**DATA EXTRACTS**:

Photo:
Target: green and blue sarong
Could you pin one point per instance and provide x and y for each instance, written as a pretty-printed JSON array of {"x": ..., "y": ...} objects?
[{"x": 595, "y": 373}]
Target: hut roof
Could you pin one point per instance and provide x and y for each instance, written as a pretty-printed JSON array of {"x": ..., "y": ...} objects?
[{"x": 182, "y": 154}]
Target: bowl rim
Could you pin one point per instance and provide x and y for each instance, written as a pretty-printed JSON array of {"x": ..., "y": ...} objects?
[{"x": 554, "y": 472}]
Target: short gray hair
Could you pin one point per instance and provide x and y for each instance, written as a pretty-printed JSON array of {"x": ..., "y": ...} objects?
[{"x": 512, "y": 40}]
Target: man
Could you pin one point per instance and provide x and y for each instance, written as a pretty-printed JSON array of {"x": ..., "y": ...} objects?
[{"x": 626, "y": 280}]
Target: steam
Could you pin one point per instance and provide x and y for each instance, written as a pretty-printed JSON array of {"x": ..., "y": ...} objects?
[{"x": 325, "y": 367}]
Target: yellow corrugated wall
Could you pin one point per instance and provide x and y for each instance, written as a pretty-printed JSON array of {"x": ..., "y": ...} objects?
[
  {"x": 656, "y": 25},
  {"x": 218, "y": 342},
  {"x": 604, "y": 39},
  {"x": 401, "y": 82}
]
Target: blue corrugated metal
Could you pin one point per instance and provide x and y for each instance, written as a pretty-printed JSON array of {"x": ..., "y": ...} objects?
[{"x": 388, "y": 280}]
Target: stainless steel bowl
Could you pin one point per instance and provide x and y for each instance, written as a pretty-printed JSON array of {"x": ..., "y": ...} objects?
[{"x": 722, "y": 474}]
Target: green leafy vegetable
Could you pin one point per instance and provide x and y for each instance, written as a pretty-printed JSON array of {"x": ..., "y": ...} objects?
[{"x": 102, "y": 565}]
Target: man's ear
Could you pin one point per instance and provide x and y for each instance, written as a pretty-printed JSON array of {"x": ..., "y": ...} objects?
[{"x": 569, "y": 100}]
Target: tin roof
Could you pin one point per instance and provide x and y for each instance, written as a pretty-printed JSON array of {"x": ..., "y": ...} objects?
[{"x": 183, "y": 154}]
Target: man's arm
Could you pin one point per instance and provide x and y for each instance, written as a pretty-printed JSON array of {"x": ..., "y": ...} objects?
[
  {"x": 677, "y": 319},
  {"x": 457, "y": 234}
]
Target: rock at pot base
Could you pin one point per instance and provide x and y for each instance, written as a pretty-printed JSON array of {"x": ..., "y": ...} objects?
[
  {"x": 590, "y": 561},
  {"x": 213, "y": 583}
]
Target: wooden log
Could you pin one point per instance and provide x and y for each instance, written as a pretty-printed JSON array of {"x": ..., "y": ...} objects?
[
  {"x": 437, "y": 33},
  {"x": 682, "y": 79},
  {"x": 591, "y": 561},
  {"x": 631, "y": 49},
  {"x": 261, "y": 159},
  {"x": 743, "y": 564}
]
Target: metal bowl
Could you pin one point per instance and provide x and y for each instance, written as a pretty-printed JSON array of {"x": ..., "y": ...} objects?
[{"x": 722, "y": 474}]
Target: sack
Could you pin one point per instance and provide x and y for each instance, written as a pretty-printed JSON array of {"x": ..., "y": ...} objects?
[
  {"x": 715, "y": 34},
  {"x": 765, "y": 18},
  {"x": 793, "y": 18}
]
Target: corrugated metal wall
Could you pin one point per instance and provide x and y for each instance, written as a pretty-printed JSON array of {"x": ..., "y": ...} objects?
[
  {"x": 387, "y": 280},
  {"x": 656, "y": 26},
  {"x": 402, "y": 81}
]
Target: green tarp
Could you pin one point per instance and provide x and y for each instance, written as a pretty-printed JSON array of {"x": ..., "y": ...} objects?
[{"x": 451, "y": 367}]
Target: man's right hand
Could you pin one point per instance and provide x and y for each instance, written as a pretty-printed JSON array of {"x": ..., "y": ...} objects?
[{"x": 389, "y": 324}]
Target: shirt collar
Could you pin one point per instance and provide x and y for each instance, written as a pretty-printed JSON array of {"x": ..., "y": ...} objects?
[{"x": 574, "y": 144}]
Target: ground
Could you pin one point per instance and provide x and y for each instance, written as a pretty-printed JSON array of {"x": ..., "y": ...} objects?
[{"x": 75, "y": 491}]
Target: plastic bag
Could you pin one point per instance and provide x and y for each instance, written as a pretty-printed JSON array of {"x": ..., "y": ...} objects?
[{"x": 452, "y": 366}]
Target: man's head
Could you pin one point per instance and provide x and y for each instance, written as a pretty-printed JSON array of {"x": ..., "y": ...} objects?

**WHAT THE EXERCISE ASKS**: Going line by line, copy the data above exactly.

**EXPECTED ANSWER**:
Photo:
Target: green and blue sarong
Could you pin one point per instance and provide x and y for each instance, written as a pretty-printed JSON array of {"x": ..., "y": ...} objects?
[{"x": 595, "y": 373}]
Target: hut roof
Could you pin one point per instance and provide x and y for each instance, written as a pretty-printed JSON array of {"x": ..., "y": ...} objects?
[{"x": 182, "y": 154}]
Target: bowl rim
Could you pin one point per instance and provide x and y for each instance, written as a pretty-printed JSON array of {"x": ..., "y": ...} objects?
[{"x": 554, "y": 472}]
Target: short gray hair
Could you pin one point per instance and provide x and y for each instance, written as a pretty-printed JSON array of {"x": ..., "y": ...} objects?
[{"x": 512, "y": 40}]
Target: man
Could you pin one point per instance and provide x and y for each instance, written as a pretty-printed JSON array of {"x": ..., "y": ...} objects?
[{"x": 626, "y": 280}]
Target: steam
Could you pin one point per instance and provide x and y for each instance, written as a pretty-printed JSON array of {"x": ..., "y": ...} objects?
[{"x": 325, "y": 367}]
Target: yellow corrugated wall
Could you pin one point per instance and provide x and y for each instance, written as a pretty-printed JSON array of {"x": ..., "y": ...} objects?
[
  {"x": 656, "y": 25},
  {"x": 218, "y": 342},
  {"x": 604, "y": 39},
  {"x": 401, "y": 82}
]
Target: blue corrugated metal
Could you pin one point per instance and provide x and y for each instance, written as a pretty-printed JSON array of {"x": ..., "y": ...} objects?
[{"x": 388, "y": 280}]
Target: stainless steel bowl
Could you pin one point per instance and provide x and y for each instance, written as a pretty-printed JSON array of {"x": ..., "y": ...} objects?
[{"x": 722, "y": 474}]
Target: green leafy vegetable
Could you pin one point per instance and provide x and y for each instance, written as a pretty-printed JSON array of {"x": ..., "y": ...} objects?
[{"x": 102, "y": 565}]
Target: man's ear
Could you pin one point per instance and provide x and y for each instance, written as a pretty-printed JSON array of {"x": ..., "y": ...} objects?
[{"x": 569, "y": 100}]
Target: tin roof
Could you pin one point per instance and provide x and y for each instance, written as a pretty-printed JSON array of {"x": ..., "y": ...} objects?
[{"x": 183, "y": 154}]
Target: man's arm
Could you pin one point per instance and provide x and y for each instance, written as a pretty-printed JSON array of {"x": ..., "y": ...} objects?
[
  {"x": 677, "y": 319},
  {"x": 457, "y": 234}
]
Target: rock at pot base
Could you pin one point per instance and provide x and y for each instance, written as a pretty-printed JSON array of {"x": ..., "y": ...} objects?
[
  {"x": 590, "y": 561},
  {"x": 213, "y": 583}
]
Target: wooden log
Could you pin one point per instance and provide x and y for each instance, written as a pretty-printed JSON array of {"x": ..., "y": ...} objects?
[
  {"x": 437, "y": 33},
  {"x": 682, "y": 79},
  {"x": 591, "y": 561},
  {"x": 631, "y": 49},
  {"x": 261, "y": 159},
  {"x": 743, "y": 564}
]
Target: metal bowl
Could you pin one point per instance and provide x and y for each instance, written as a pretty-printed JSON array of {"x": ..., "y": ...} objects?
[{"x": 722, "y": 474}]
Target: sack
Could you pin one point per instance and provide x and y for each instance, written as a pretty-printed JSON array of {"x": ..., "y": ...} objects?
[
  {"x": 715, "y": 34},
  {"x": 765, "y": 18},
  {"x": 793, "y": 18}
]
Target: corrugated metal wall
Could you pin one point per instance and provide x and y for each instance, written as a pretty-printed JSON array of {"x": ..., "y": ...} objects?
[
  {"x": 387, "y": 280},
  {"x": 656, "y": 26},
  {"x": 402, "y": 81}
]
Target: green tarp
Could you pin one point per instance and provide x and y for each instance, written as a pretty-printed JSON array of {"x": ..., "y": ...} objects?
[{"x": 451, "y": 367}]
Target: man's right hand
Could you pin one point per instance and provide x and y for each instance, written as a pretty-printed JSON array of {"x": ..., "y": ...} objects?
[{"x": 389, "y": 324}]
Target: shirt collar
Could you pin one point per instance and provide x and y for each instance, written as a pretty-printed JSON array of {"x": ..., "y": ...} objects?
[{"x": 574, "y": 144}]
Target: ground
Could you pin one point per instance and provide x and y for each instance, written as a pretty-printed JSON array of {"x": ..., "y": ...} objects?
[{"x": 75, "y": 491}]
Target: plastic bag
Could you pin one point per instance and provide x and y for each instance, written as a pretty-printed JSON array of {"x": ..., "y": ...} objects?
[{"x": 452, "y": 366}]
Target: man's head
Could you pin one point per instance and provide x and y for each instance, written as a pretty-printed JSON array of {"x": ..., "y": ...} objects?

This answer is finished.